- REQUEST
Please write out exactly the lines that begin at the line containing "Practice. Spot the patterned" and run to the end of the records.

Image location labeling entries:
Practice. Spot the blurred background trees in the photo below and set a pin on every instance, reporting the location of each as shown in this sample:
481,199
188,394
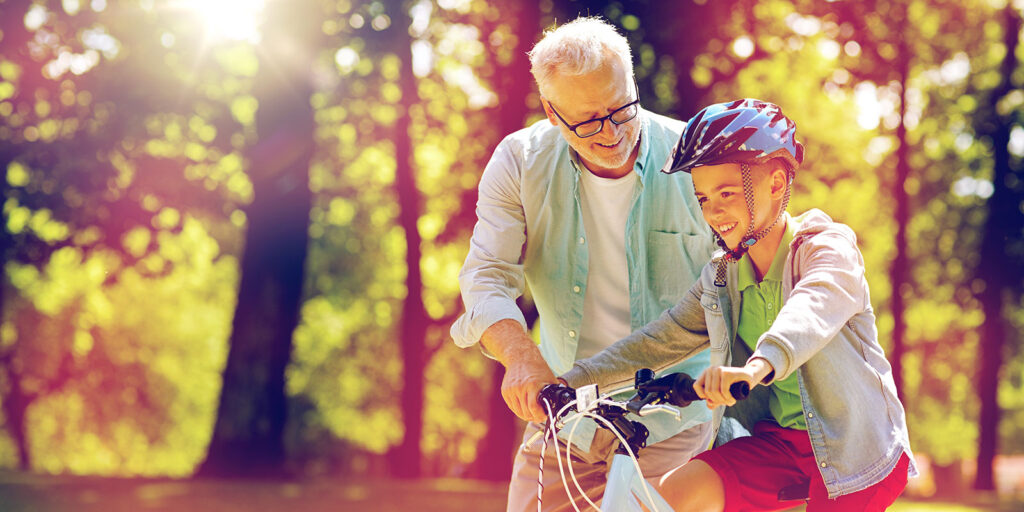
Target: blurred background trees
203,210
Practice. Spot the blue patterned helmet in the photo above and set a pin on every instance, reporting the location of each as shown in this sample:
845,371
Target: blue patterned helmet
744,131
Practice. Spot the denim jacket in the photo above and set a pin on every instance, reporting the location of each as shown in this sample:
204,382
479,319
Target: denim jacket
824,332
529,232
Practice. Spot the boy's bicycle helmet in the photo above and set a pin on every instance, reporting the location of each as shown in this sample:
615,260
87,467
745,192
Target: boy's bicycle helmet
745,131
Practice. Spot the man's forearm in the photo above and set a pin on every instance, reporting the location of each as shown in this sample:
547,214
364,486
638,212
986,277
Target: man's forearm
508,342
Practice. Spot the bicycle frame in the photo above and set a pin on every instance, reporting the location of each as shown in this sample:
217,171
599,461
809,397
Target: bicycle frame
626,487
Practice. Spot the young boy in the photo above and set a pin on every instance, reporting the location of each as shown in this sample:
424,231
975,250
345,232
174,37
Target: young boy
793,290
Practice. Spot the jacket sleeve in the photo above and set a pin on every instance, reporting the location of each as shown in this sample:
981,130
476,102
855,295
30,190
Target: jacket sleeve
492,279
828,291
678,334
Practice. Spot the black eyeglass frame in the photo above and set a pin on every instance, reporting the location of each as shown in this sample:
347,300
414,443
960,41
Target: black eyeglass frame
572,128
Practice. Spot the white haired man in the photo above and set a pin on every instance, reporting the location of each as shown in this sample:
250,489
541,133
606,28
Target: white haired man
576,207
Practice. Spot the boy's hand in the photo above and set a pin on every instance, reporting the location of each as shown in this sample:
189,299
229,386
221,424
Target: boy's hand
713,385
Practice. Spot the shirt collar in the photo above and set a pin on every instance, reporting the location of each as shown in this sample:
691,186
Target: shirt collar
745,276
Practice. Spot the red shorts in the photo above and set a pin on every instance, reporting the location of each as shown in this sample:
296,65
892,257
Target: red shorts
754,469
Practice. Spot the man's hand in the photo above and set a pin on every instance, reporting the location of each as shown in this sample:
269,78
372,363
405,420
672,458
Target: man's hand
713,385
525,370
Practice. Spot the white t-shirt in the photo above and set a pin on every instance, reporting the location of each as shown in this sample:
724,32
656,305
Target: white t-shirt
606,205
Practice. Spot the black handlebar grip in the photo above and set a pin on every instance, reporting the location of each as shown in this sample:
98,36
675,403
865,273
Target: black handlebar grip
556,394
740,390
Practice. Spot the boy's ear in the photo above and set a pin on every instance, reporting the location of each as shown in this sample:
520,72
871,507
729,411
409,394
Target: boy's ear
779,180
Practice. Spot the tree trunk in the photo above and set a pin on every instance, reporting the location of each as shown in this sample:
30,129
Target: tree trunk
1001,225
248,435
407,458
498,446
899,272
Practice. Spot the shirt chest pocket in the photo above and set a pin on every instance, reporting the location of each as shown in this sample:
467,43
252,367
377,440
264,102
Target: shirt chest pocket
672,268
715,320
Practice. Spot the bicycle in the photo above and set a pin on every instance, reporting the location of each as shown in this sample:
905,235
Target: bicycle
626,487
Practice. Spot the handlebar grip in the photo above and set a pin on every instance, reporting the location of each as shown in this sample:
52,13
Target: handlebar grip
740,390
556,394
682,390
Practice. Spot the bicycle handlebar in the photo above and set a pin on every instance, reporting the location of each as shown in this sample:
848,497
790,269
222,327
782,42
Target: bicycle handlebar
676,389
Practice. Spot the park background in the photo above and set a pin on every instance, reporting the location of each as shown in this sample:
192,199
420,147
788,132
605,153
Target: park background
231,230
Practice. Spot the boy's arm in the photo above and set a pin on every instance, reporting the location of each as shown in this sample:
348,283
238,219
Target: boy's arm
678,334
829,292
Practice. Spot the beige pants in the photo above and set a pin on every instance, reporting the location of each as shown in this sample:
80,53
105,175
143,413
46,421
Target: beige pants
591,468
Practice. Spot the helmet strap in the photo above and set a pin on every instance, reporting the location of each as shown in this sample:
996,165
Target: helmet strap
733,255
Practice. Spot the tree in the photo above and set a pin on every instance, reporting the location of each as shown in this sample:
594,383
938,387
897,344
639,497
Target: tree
87,188
1001,260
248,438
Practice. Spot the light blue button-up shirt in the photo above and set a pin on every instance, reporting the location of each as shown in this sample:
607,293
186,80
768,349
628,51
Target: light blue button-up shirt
529,232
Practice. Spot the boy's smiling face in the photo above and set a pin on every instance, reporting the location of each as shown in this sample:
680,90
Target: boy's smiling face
720,193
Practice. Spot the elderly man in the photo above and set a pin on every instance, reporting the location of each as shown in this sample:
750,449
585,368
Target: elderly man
576,207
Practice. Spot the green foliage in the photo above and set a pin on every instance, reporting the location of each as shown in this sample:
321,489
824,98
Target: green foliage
123,135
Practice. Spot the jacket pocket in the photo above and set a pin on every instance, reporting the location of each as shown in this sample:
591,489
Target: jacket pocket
715,320
671,268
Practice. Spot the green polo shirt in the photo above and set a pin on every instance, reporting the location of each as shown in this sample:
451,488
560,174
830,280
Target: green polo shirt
761,302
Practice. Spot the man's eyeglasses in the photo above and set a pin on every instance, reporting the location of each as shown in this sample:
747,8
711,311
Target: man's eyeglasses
592,127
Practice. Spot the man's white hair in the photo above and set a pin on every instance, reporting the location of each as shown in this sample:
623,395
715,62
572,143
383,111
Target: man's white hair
578,47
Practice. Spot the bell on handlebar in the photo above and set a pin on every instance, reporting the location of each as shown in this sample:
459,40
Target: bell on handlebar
643,376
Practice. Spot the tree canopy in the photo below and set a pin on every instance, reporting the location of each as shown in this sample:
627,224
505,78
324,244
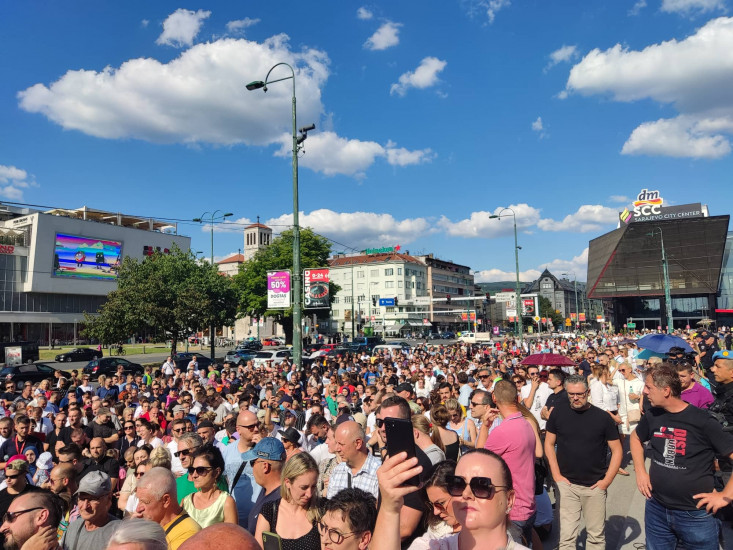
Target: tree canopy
251,281
173,293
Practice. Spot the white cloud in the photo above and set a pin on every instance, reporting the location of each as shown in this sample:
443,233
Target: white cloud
589,217
677,137
359,229
12,182
385,37
564,54
489,8
689,7
424,76
637,7
181,27
481,225
694,75
238,26
538,127
198,97
331,154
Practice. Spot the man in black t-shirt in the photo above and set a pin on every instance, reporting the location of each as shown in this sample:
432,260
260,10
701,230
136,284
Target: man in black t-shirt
683,441
582,433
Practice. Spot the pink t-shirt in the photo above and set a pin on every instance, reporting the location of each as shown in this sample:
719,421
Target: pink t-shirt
514,441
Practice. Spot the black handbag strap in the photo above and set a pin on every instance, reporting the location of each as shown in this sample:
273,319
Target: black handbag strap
172,526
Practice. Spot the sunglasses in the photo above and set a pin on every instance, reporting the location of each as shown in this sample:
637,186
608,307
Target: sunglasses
481,487
199,470
10,517
184,452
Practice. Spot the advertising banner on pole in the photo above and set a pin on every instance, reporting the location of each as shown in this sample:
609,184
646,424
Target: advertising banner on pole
278,289
315,288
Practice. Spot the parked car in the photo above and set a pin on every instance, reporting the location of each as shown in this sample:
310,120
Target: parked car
276,356
184,358
240,356
250,345
273,341
79,354
19,374
108,366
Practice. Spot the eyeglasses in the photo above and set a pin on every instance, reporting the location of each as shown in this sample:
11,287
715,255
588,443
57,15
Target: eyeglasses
249,427
440,506
10,517
336,537
481,487
184,452
199,470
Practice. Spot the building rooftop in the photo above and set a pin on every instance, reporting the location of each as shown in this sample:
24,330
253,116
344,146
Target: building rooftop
359,259
113,218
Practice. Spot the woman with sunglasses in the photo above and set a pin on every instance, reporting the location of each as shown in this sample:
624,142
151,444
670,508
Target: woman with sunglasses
296,515
209,505
482,495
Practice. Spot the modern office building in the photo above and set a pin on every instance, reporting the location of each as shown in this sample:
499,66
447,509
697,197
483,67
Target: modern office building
626,267
58,264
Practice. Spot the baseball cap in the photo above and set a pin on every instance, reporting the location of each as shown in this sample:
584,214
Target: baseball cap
95,483
18,463
267,448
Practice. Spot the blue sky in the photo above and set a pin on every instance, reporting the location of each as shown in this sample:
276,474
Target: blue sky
430,116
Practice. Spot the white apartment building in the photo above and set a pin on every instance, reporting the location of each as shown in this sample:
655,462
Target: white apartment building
368,277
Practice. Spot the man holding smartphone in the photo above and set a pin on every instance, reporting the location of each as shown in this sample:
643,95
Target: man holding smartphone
412,511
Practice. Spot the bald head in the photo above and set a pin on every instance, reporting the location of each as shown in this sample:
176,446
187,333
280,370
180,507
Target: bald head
221,535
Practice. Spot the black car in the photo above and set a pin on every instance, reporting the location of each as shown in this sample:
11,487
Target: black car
183,359
79,354
19,374
108,366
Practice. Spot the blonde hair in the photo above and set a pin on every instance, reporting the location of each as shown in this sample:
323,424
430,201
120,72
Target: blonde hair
296,466
160,456
422,424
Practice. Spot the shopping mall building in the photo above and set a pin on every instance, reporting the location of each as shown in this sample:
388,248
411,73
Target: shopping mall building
626,268
56,265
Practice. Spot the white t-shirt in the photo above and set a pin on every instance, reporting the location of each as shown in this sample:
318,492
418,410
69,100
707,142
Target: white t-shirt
540,398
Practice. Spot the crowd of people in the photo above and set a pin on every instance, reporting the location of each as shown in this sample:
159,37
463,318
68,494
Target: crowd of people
281,457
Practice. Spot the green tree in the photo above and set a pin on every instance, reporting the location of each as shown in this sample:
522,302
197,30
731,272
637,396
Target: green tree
251,281
172,293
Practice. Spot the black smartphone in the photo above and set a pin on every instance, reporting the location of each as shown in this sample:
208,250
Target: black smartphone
401,439
271,541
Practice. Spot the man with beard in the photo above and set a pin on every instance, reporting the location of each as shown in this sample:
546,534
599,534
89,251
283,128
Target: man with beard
31,520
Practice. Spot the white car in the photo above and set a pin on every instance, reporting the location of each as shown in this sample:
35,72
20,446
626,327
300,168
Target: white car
276,356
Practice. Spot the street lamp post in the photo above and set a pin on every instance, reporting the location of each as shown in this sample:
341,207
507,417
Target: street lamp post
516,261
577,312
297,140
212,218
665,274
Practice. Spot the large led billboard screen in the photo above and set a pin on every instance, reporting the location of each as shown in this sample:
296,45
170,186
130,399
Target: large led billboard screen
86,257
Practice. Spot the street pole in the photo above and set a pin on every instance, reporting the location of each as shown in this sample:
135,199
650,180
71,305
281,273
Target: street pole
516,262
297,274
200,219
665,275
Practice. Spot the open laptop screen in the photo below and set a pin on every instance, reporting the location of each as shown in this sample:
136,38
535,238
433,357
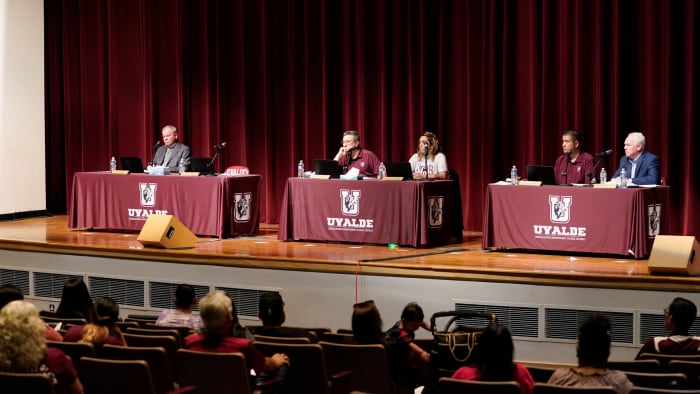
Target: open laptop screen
541,173
132,163
399,168
327,167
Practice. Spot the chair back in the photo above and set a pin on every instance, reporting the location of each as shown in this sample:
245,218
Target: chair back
168,343
183,331
457,214
157,332
35,383
65,321
648,365
541,374
220,373
658,380
649,390
458,386
665,359
74,350
544,388
336,337
115,376
157,360
368,363
307,372
266,338
691,370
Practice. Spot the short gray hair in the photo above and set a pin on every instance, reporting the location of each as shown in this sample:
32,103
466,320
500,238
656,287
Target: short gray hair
214,308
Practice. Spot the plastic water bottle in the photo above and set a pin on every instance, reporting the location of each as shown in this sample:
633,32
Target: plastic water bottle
623,178
382,171
300,169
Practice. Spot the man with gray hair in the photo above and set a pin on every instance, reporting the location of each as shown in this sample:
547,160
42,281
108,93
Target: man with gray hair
352,155
643,167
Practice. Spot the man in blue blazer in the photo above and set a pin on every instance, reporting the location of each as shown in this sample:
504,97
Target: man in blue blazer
643,168
169,154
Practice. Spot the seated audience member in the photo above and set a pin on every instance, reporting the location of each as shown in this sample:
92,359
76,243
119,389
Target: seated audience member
437,162
408,363
103,330
24,348
573,165
216,310
237,329
593,351
679,316
76,302
493,357
352,155
9,293
271,312
367,324
185,299
642,166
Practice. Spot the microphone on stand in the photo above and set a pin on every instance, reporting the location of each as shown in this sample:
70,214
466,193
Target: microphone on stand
426,149
155,149
604,153
217,148
598,156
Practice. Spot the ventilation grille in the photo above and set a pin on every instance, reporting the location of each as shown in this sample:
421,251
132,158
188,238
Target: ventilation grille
19,279
161,294
521,321
564,324
245,300
122,291
50,285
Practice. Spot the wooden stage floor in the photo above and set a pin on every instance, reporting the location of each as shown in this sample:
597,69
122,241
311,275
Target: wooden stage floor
464,261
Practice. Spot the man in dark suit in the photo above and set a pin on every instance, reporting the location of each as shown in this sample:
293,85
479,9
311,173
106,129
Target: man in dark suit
169,154
643,167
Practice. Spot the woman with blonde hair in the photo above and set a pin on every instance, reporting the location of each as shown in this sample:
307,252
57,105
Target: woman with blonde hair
103,330
24,348
428,162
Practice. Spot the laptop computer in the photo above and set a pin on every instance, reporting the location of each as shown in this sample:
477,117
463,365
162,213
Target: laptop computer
201,164
541,173
327,167
399,168
132,163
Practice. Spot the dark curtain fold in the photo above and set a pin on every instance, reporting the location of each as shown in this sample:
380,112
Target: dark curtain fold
280,80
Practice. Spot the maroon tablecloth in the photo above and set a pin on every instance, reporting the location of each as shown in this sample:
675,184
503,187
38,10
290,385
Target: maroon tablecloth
577,219
368,211
220,206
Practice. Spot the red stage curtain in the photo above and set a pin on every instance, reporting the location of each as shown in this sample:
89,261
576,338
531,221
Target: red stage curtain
279,80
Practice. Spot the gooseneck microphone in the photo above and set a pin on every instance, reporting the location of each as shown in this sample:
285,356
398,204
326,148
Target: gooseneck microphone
217,148
605,153
425,154
155,149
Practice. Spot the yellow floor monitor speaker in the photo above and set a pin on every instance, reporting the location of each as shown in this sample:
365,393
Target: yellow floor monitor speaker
165,231
675,254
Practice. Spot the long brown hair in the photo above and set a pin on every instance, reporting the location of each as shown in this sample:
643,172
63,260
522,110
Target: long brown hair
433,144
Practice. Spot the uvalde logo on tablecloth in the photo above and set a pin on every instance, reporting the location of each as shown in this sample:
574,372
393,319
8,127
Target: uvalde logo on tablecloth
560,212
147,199
242,212
350,206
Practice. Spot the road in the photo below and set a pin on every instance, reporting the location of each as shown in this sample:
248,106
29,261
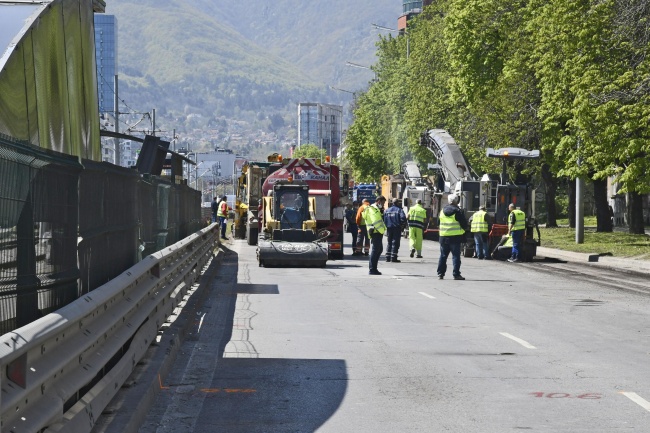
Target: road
549,347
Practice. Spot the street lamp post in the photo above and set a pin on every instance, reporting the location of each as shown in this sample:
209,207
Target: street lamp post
408,48
355,65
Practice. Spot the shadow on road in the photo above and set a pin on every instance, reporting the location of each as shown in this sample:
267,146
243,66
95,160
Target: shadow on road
252,394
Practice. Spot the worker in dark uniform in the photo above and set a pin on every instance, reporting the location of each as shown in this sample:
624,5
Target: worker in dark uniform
516,228
453,226
395,220
351,224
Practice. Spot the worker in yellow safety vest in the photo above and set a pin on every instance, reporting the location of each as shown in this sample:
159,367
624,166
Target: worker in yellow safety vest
480,226
374,219
453,226
416,218
516,228
222,214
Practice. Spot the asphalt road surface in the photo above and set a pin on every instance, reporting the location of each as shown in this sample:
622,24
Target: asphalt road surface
542,346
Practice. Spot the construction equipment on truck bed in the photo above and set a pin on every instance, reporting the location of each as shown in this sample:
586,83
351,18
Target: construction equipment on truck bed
410,186
455,176
290,236
249,194
364,191
323,180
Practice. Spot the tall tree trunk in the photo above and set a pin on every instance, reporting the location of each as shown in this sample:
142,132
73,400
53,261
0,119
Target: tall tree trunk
635,213
550,185
571,189
603,217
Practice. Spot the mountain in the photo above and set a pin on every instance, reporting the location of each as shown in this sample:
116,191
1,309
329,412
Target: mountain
223,58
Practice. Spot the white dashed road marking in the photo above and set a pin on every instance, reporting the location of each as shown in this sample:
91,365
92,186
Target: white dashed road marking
637,399
518,340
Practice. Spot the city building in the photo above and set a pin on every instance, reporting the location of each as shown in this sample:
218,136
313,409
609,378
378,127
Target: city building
321,125
106,55
410,9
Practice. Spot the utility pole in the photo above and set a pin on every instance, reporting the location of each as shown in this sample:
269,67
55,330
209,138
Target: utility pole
580,209
118,154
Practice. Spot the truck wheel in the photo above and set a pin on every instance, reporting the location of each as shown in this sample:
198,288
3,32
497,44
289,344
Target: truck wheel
251,235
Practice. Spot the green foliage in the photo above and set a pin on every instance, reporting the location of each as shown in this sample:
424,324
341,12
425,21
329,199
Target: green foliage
616,243
569,77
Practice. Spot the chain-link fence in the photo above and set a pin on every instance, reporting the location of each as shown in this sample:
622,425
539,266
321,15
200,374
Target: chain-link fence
67,227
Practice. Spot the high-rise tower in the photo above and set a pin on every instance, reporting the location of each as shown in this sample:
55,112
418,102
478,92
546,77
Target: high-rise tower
106,54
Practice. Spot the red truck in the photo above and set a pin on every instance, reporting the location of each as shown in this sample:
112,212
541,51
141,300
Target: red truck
324,186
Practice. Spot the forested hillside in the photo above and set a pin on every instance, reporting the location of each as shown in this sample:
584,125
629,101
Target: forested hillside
570,78
225,58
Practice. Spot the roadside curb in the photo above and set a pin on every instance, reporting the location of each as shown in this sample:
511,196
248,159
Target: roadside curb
639,267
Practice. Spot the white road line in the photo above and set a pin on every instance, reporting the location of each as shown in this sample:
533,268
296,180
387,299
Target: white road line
518,340
638,400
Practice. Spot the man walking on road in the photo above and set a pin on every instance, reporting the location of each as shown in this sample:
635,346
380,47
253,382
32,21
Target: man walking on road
480,226
516,228
453,226
376,229
417,216
352,227
222,213
215,208
395,220
363,242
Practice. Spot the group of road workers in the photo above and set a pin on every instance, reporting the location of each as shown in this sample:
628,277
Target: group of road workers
369,223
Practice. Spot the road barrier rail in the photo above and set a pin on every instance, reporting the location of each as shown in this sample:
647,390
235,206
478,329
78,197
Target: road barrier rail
60,372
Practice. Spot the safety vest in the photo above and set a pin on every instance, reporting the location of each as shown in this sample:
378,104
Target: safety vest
417,216
449,226
479,225
374,219
222,210
360,221
520,220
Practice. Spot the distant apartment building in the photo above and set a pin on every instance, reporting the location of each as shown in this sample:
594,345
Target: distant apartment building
106,56
410,9
321,125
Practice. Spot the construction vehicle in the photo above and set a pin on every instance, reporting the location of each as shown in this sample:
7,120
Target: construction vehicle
410,186
290,236
248,200
455,176
364,191
323,181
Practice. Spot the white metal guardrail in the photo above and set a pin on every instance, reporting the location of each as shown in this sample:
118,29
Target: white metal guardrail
61,371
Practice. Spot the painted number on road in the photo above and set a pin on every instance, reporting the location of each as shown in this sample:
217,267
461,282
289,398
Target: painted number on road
588,396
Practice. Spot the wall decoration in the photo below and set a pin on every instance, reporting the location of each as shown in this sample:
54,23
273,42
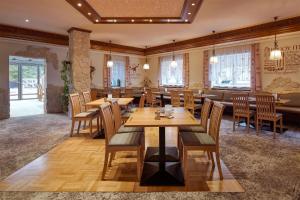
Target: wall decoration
283,85
289,64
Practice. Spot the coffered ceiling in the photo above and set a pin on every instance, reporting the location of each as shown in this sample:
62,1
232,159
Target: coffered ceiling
57,16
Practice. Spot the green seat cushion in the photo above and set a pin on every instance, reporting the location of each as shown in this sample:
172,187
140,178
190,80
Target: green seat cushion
126,139
124,129
198,129
196,139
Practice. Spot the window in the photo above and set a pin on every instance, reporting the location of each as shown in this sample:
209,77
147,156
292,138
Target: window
233,69
118,73
171,75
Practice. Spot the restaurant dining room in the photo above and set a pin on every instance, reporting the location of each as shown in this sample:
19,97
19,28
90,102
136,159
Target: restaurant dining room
150,99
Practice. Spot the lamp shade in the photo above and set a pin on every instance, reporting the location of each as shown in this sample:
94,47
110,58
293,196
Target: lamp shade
110,63
213,59
276,54
146,66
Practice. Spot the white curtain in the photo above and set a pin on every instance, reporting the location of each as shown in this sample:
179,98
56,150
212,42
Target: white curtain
233,68
118,71
171,75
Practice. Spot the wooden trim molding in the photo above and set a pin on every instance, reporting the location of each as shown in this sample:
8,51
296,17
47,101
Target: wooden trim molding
262,30
58,39
189,11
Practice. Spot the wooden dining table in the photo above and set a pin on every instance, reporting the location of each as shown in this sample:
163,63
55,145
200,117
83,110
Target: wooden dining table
162,171
121,101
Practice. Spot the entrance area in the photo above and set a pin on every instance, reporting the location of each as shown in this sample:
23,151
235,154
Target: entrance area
27,86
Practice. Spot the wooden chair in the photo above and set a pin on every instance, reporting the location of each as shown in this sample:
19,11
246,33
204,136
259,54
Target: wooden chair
129,93
132,141
189,101
151,99
116,93
175,98
241,108
266,110
204,119
79,116
118,120
206,142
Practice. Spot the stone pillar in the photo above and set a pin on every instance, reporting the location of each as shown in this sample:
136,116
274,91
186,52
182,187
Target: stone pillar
79,54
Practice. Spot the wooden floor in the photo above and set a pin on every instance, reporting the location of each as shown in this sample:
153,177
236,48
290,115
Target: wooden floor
76,165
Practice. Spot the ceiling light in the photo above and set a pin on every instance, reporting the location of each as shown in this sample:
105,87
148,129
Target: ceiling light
276,53
110,63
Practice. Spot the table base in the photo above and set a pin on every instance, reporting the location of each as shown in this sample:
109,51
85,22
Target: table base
152,154
171,175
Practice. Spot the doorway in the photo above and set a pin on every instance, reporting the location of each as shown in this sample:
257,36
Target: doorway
27,86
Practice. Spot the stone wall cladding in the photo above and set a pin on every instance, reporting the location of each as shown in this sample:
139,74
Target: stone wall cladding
4,104
54,99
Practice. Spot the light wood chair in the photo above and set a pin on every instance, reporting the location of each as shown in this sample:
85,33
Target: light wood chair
175,98
204,119
206,142
266,110
118,120
151,99
241,109
132,141
189,101
116,93
129,93
79,116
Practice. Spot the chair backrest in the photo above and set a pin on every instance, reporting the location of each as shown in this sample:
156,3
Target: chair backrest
142,101
108,122
75,104
188,99
215,121
175,98
240,103
265,107
129,92
116,93
117,116
205,113
149,96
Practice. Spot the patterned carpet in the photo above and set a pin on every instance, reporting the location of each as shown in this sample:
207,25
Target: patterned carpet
266,168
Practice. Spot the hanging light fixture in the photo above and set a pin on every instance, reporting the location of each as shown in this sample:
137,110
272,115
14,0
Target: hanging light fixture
213,59
173,63
110,63
146,65
276,53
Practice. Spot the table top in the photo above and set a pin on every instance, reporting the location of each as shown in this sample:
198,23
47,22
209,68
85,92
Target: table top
121,101
145,117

- ANSWER FOR THIS EXERCISE
Practice. Spot the patterned carpet in the photo above and set a pin on every instance, reporting the location of each as shown in this sample:
207,25
Target: patterned carpet
266,168
Practice. Spot the hanging light fixture in the photo above and set a pin on every instance, reporting the location of each as shown in this sample:
137,110
272,115
14,0
Target: hanging light fixture
213,59
173,63
110,63
146,65
276,53
Practice. Spot the table top in the photo above and set a pin on every instance, reporting the location of each as shown in this sample:
198,23
47,22
209,68
85,92
Target: table top
121,101
145,117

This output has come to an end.